Combien d’unités de mesure des angles connaissez vous ? Il y a le degré, bien sur, le radian probablement, peut-être le grade, mais encore ?

« Angles, lines, light, and shadows » par Kefindooley sur flickr

Diviser un tour en 360 degrés est une excellente idée qu’a eu un illustre Babylonien anonyme il y a environ 4000 ans. Pourquoi 360 ? D’abord, 360 est un nombre hautement composé  donc facile à diviser, et les Babyloniens comptaient en base 60. D’ailleurs ils divisèrent le degré en 60 minutes, et la minute en 60 secondes d’arc, et mêmes en tierces et quartes. Aussi probablement parce que 1° est un petit angle, mais un angle encore facilement mesurable à l’oeil: le diamètre angulaire de la Lune et du Soleil sont proches de 0.5°. Hipparque de Nicée trouva ces unités tellement pratiques et les publia si bien que le degré, la minute et la seconde sont aujourd’hui toujours les unités d’angle les plus utilisées. Il me semble bien que ce doit être la plus ancienne unité de mesure encore en usage, et de très loin.
......
- **Consignes**:
A - Relevez toutes les unités de mesure d'angle nommées dans le texte présenté.
B - Comptez les lignes du listing qui contiennent la chaîne « onesie », en tenant compte de la casse, puis indiquez uniquement ce nombre.
Le texte et le listing proviennent de sources distinctes.
......
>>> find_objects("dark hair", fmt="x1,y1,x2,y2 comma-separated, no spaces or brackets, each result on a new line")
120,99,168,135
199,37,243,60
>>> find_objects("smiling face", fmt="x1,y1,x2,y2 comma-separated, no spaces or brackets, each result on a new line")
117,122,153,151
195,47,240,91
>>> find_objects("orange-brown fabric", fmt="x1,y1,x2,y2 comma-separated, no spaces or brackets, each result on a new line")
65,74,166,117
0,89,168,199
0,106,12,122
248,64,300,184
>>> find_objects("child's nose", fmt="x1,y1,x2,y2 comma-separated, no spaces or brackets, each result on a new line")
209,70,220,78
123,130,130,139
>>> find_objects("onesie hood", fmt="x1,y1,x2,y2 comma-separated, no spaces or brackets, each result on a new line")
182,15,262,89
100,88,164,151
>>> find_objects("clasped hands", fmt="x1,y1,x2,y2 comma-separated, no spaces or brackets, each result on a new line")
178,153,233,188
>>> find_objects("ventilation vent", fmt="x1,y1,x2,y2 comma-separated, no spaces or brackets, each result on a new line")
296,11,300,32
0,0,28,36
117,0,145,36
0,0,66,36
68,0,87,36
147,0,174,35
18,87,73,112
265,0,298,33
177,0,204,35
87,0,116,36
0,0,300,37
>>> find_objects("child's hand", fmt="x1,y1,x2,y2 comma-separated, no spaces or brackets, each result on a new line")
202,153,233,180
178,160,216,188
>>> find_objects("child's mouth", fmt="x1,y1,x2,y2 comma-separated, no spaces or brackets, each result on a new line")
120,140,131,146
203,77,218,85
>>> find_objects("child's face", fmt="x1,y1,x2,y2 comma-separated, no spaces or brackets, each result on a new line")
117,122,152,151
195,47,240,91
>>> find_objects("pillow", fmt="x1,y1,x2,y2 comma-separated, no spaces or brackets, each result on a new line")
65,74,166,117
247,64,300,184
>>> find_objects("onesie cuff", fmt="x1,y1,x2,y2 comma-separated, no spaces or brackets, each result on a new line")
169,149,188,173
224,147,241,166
......
- **Liste des solutions**:
A - Le degré, le radian, le grade, la minute, la seconde d'arc, la tierce et la quarte.

B - 2